**TRECHO DA PÁGINA:**
>>>>>

A vida dupla do procurador da República
Na quarta-feira, o procurador da República Guilherme Schelb foi uma
das estrelas na solenidade de encerramento da CPI da Pirataria.
Recebeu do presidente da Câmara, João Paulo Cunha, uma insígnia e um
diploma por sua atuação em investigações que desmantelaram
quadrilhas de contrabando e falsificação de cigarros e de
adulteração de combustíveis. A cerimônia teve um duplo significado
para ele. O primeiro foi o de mais um reconhecimento de seu trabalho
como servidor público, sempre na linha de frente do combate à
corrupção. O outro foi a presença na platéia de representantes das
maiores empresas brasileiras de combustíveis, cigarros e bebidas -
clientes potenciais para a nova atividade do procurador. Ele é
dono de 98% das ações da empresa GS Centro de Educação e Prevenção
da Violência Infanto-Juvenil Ltda.- os demais 2% são de sua mãe,
Alzira. A GS foi criada em maio. A partir de junho, vem encaminhando
a grandes empresas pedidos de financiamento de um projeto que
consiste num livro escrito pelo próprio Schelb ainda em fase de
revisão e um site em construção. O problema é que o empresário
Schelb pediu patrocínio a algumas empresas que podem ter interesses
em investigações promovidas pelo procurador Schelb.

<<<<<

**MATERIAL DA TAREFA:**
>>>>>

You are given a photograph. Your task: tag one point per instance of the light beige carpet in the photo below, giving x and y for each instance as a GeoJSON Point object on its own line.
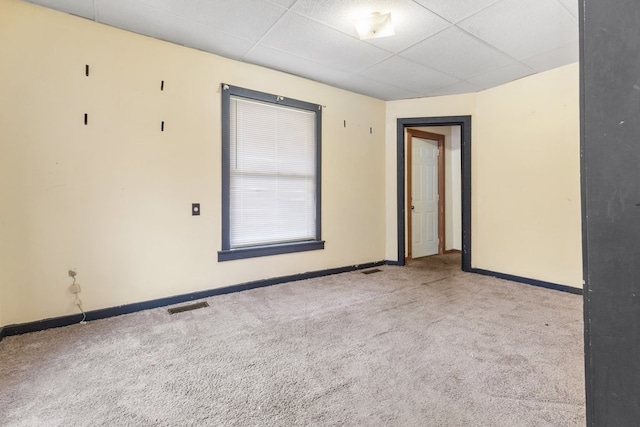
{"type": "Point", "coordinates": [422, 345]}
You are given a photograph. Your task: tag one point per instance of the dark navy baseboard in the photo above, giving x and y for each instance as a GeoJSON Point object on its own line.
{"type": "Point", "coordinates": [57, 322]}
{"type": "Point", "coordinates": [539, 283]}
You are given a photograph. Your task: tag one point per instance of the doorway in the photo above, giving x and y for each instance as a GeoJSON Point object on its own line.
{"type": "Point", "coordinates": [464, 122]}
{"type": "Point", "coordinates": [425, 193]}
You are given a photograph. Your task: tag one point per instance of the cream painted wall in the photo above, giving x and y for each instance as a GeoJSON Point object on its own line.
{"type": "Point", "coordinates": [525, 174]}
{"type": "Point", "coordinates": [527, 178]}
{"type": "Point", "coordinates": [112, 199]}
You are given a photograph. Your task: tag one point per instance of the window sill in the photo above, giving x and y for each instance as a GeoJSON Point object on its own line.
{"type": "Point", "coordinates": [258, 251]}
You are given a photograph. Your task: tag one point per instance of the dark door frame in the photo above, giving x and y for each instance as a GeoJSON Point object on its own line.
{"type": "Point", "coordinates": [413, 133]}
{"type": "Point", "coordinates": [465, 145]}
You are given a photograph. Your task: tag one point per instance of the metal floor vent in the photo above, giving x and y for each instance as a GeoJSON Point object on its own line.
{"type": "Point", "coordinates": [189, 307]}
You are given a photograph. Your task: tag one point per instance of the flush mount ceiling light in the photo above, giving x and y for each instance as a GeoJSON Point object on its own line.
{"type": "Point", "coordinates": [374, 25]}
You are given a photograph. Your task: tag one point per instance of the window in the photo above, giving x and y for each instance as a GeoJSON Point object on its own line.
{"type": "Point", "coordinates": [270, 174]}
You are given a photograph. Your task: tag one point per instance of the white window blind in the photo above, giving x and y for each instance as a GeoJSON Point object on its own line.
{"type": "Point", "coordinates": [272, 194]}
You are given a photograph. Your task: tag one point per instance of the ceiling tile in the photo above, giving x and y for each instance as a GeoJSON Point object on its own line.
{"type": "Point", "coordinates": [283, 3]}
{"type": "Point", "coordinates": [248, 19]}
{"type": "Point", "coordinates": [141, 19]}
{"type": "Point", "coordinates": [571, 6]}
{"type": "Point", "coordinates": [501, 76]}
{"type": "Point", "coordinates": [523, 28]}
{"type": "Point", "coordinates": [563, 55]}
{"type": "Point", "coordinates": [454, 11]}
{"type": "Point", "coordinates": [307, 39]}
{"type": "Point", "coordinates": [81, 8]}
{"type": "Point", "coordinates": [411, 21]}
{"type": "Point", "coordinates": [457, 53]}
{"type": "Point", "coordinates": [454, 89]}
{"type": "Point", "coordinates": [274, 59]}
{"type": "Point", "coordinates": [375, 89]}
{"type": "Point", "coordinates": [402, 73]}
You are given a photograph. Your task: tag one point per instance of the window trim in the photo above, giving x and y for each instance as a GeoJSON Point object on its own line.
{"type": "Point", "coordinates": [227, 253]}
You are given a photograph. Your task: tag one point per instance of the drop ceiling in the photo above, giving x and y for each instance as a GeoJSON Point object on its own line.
{"type": "Point", "coordinates": [441, 47]}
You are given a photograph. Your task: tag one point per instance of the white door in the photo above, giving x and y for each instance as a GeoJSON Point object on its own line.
{"type": "Point", "coordinates": [424, 197]}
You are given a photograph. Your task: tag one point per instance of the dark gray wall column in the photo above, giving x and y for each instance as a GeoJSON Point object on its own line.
{"type": "Point", "coordinates": [610, 110]}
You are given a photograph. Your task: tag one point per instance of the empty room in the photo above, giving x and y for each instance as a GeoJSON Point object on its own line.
{"type": "Point", "coordinates": [291, 212]}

<<<<<

**PEDIDO A:** Resuma o trecho da página em duas frases.
**PEDIDO B:** Reproduza sem alterações as entradas, começando pela linha que contém "the window trim" e terminando na última linha das entradas.

**RESPOSTA DESENVOLVIDA A:** O procurador da República Guilherme Schelb recebeu uma insígnia e um diploma na solenidade de encerramento da CPI da Pirataria por sua atuação em investigações que desmantelaram quadrilhas de contrabando e falsificação de cigarros e de adulteração de combustíveis. Ele é dono de 98% da empresa GS, criada em maio, que desde junho pede a grandes empresas financiamento para um projeto seu, e algumas dessas empresas podem ter interesses em investigações promovidas por ele.

**RESPOSTA DESENVOLVIDA B:**
You are given a photograph. Your task: tag one point per instance of the window trim in the photo above, giving x and y for each instance as a GeoJSON Point object on its own line.
{"type": "Point", "coordinates": [227, 253]}
You are given a photograph. Your task: tag one point per instance of the drop ceiling in the photo above, giving x and y for each instance as a GeoJSON Point object on its own line.
{"type": "Point", "coordinates": [441, 47]}
You are given a photograph. Your task: tag one point per instance of the white door in the photo above, giving x and y for each instance as a GeoJSON Point object on its own line.
{"type": "Point", "coordinates": [424, 197]}
You are given a photograph. Your task: tag one point per instance of the dark gray wall column in the photo above, giving x and y for each instance as a GeoJSON Point object on its own line.
{"type": "Point", "coordinates": [610, 110]}
You are given a photograph. Your task: tag one point per instance of the empty room in the photo above, giving x and y for each instance as a GeoJSON Point object on its own line.
{"type": "Point", "coordinates": [291, 212]}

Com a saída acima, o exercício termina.